_WHAT IS NEEDED_
Needed from the data below: all lines that contain the word "light".

_RECORDS_
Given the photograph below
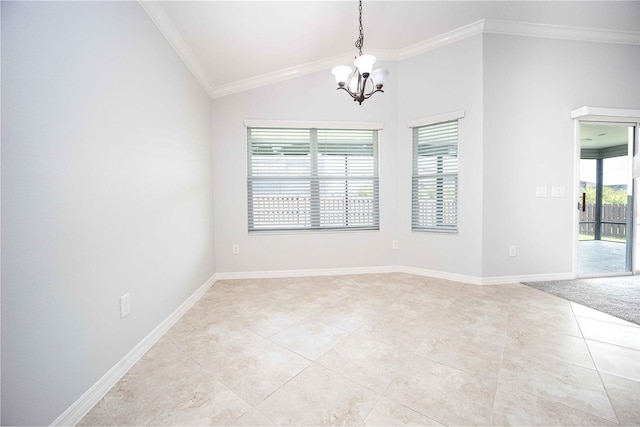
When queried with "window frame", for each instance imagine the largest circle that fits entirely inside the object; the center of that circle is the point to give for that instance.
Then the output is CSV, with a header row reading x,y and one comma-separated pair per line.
x,y
418,225
314,179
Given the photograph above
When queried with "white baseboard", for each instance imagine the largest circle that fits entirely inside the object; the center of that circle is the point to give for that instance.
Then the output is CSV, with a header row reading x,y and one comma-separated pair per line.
x,y
462,278
503,280
270,274
91,397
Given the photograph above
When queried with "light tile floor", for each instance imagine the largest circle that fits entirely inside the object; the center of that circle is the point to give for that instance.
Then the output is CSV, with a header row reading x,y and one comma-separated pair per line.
x,y
382,349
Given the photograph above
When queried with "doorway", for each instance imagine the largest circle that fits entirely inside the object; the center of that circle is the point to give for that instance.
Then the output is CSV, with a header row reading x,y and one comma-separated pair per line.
x,y
606,208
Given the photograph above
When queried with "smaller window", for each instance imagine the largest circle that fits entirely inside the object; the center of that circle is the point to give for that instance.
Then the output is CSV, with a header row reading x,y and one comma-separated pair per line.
x,y
435,177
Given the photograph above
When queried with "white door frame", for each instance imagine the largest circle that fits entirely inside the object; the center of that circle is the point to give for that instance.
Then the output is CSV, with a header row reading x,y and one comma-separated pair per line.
x,y
613,115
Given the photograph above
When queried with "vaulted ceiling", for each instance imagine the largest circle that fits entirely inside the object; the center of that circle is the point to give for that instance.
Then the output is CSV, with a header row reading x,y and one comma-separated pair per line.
x,y
227,42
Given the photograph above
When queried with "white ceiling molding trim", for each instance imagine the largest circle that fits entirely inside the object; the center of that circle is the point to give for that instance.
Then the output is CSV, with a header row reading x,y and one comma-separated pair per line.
x,y
442,40
496,26
171,33
291,124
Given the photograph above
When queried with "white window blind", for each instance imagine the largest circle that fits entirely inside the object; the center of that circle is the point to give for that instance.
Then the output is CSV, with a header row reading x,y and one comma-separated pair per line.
x,y
435,177
312,179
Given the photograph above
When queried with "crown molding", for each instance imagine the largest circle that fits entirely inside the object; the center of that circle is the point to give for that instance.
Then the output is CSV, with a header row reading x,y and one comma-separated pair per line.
x,y
159,17
484,26
442,40
528,29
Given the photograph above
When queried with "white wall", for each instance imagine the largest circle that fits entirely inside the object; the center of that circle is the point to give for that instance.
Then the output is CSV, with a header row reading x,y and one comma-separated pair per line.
x,y
530,87
441,81
311,98
106,189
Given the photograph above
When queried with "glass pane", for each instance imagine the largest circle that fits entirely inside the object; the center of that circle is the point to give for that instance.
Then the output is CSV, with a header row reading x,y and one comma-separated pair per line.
x,y
614,199
588,189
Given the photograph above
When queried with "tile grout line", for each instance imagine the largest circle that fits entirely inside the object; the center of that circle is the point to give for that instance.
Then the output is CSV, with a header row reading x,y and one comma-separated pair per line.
x,y
595,365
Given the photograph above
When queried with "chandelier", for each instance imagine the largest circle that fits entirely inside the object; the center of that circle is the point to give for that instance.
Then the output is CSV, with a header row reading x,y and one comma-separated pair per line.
x,y
362,82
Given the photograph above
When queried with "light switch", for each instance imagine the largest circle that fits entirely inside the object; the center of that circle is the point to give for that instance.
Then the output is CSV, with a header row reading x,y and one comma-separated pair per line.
x,y
557,191
541,191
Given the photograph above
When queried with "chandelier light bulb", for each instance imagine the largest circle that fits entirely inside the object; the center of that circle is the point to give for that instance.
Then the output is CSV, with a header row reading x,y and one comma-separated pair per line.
x,y
341,73
379,75
362,82
365,64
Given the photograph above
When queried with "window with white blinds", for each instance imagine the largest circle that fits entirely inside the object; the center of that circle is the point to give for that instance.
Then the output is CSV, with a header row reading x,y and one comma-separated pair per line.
x,y
312,179
435,177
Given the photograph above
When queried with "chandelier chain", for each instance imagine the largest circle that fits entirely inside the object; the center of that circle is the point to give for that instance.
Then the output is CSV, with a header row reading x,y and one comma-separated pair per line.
x,y
360,42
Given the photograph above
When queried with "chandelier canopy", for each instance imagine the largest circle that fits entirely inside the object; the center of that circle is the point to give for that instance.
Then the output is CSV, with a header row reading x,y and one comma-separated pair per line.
x,y
362,81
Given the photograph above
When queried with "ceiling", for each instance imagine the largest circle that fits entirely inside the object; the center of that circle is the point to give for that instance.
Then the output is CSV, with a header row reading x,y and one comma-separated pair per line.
x,y
227,42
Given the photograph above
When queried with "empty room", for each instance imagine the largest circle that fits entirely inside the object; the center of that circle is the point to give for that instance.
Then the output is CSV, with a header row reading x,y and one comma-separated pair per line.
x,y
320,212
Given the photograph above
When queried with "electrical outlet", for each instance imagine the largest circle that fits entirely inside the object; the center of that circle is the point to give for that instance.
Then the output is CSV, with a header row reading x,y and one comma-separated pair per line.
x,y
125,305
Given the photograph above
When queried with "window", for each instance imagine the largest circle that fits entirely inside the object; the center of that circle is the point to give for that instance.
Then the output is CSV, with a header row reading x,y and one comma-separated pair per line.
x,y
435,175
312,179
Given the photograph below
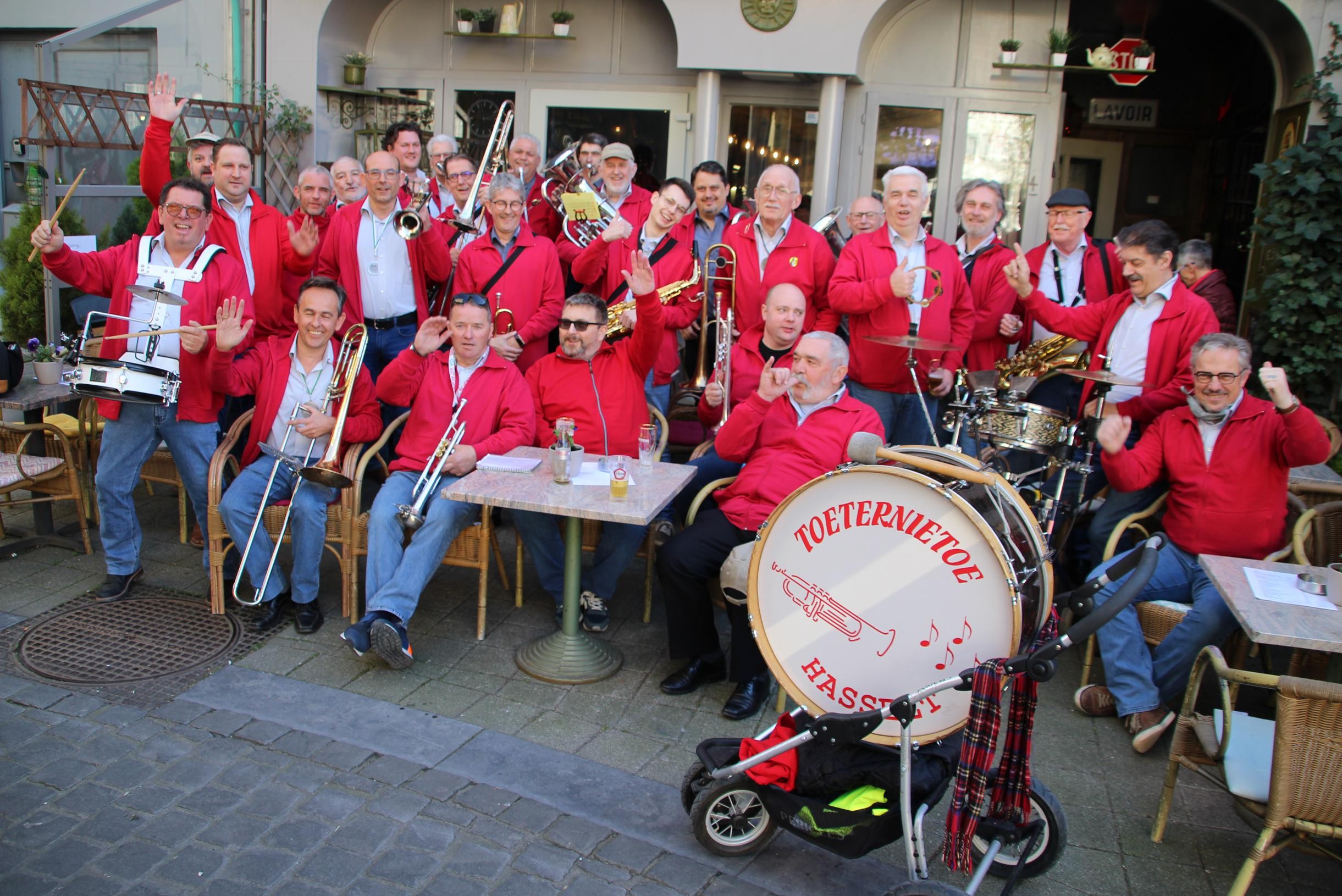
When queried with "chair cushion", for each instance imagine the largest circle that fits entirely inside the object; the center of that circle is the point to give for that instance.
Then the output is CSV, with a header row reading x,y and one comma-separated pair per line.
x,y
31,467
1249,761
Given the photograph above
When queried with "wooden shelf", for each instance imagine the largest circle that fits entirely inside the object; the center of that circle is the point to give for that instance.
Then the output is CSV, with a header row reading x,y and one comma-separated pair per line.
x,y
1102,71
494,34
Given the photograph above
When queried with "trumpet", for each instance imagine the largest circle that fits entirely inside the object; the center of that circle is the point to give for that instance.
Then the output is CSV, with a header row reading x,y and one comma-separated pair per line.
x,y
343,380
411,517
327,471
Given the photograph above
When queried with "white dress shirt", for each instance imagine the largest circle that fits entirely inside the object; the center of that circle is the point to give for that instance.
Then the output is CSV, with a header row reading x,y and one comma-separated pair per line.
x,y
385,281
1131,339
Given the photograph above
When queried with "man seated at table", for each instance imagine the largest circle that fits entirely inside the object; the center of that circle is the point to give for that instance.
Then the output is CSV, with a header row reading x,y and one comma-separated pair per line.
x,y
1227,456
497,415
783,446
600,386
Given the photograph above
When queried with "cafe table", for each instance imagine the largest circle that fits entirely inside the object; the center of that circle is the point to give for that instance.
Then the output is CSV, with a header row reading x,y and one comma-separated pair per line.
x,y
571,656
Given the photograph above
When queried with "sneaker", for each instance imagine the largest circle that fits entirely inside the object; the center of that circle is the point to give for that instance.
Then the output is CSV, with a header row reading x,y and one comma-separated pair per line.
x,y
391,643
1096,699
1148,727
595,616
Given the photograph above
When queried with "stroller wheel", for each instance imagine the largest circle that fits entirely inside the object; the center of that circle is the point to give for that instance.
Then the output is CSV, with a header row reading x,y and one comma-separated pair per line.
x,y
693,784
729,818
1047,849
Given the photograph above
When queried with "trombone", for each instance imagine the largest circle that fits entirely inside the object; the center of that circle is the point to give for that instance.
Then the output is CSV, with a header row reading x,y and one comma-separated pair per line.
x,y
411,517
343,380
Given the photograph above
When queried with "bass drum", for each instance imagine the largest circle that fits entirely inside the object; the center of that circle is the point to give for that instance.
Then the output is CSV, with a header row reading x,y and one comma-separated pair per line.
x,y
869,583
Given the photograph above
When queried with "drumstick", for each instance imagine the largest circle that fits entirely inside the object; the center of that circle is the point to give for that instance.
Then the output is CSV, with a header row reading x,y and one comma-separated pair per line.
x,y
61,208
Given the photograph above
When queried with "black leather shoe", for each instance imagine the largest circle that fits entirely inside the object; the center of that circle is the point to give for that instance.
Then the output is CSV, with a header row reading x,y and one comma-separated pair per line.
x,y
748,698
698,672
273,612
308,617
116,587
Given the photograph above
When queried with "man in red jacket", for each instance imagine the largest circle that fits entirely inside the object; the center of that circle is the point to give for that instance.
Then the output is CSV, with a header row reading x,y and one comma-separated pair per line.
x,y
489,399
290,376
783,446
1196,272
774,247
517,272
600,386
878,285
1227,456
598,269
186,262
1145,333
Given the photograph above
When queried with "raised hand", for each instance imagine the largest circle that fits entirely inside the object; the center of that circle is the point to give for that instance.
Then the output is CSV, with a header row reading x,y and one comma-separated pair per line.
x,y
233,329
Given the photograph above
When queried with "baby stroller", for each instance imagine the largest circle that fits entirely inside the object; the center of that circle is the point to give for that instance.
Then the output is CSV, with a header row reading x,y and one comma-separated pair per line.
x,y
732,815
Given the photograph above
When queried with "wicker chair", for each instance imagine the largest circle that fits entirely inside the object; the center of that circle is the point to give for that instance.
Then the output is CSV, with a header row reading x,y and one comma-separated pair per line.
x,y
337,514
592,534
469,550
1289,773
47,479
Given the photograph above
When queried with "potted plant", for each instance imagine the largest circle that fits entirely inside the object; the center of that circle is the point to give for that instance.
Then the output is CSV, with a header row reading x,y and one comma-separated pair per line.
x,y
1142,56
47,361
356,66
1059,42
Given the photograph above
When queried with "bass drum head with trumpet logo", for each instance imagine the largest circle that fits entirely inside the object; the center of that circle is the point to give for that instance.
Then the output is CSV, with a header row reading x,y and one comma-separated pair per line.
x,y
870,583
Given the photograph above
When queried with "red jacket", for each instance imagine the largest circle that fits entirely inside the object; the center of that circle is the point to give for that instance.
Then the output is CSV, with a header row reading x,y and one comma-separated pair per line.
x,y
263,372
532,289
111,272
803,258
498,407
430,262
993,297
1234,505
1093,278
1184,319
604,396
747,367
779,455
1216,290
860,289
599,266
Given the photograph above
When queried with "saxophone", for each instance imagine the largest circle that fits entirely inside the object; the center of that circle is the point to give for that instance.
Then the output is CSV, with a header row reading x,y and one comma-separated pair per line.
x,y
1040,357
612,314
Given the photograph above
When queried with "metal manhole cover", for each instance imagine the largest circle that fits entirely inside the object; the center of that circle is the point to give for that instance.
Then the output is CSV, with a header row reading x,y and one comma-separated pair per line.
x,y
132,640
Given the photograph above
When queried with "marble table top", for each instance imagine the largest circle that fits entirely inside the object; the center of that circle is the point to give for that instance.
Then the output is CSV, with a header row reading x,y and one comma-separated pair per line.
x,y
1270,623
654,489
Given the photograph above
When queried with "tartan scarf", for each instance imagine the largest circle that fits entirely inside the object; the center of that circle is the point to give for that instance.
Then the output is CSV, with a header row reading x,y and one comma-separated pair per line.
x,y
1011,790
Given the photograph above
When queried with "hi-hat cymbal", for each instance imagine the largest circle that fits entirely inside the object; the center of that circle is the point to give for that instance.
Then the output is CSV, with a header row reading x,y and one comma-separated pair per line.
x,y
156,296
1105,376
915,342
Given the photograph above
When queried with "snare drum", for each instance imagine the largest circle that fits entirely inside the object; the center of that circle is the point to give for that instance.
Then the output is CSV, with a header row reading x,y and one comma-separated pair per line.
x,y
124,380
869,583
1031,427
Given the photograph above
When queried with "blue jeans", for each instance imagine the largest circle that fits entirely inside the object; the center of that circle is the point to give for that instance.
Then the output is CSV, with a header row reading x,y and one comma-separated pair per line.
x,y
541,533
1140,679
126,444
396,576
306,528
901,415
708,467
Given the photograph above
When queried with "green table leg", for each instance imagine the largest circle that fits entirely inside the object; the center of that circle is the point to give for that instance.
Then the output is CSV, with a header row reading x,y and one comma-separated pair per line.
x,y
570,656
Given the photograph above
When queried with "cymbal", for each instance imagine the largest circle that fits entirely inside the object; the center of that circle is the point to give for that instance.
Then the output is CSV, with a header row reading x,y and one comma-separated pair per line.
x,y
1105,376
156,296
915,342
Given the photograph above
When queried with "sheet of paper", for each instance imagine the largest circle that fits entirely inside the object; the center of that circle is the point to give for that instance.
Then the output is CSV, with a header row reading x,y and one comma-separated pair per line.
x,y
1279,588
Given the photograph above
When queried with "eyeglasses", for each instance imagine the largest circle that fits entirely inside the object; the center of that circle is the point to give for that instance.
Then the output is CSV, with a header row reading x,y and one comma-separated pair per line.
x,y
577,325
1225,379
178,209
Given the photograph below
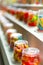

_RESPONSE AREA_
When queried with "light tile floor", for each instance imagine the largest circle that fits entirely inside the object; the center of that circle is the point to give for that instance.
When queried with "light switch", for each instance imagine the largest circle that fits entirely inside the object; the center of that circle is the point to give for that instance.
When queried with "chandelier light bulb", for each instance imagine the largest circle that fits entirely inside the object; the center of that circle is the point to give for that instance.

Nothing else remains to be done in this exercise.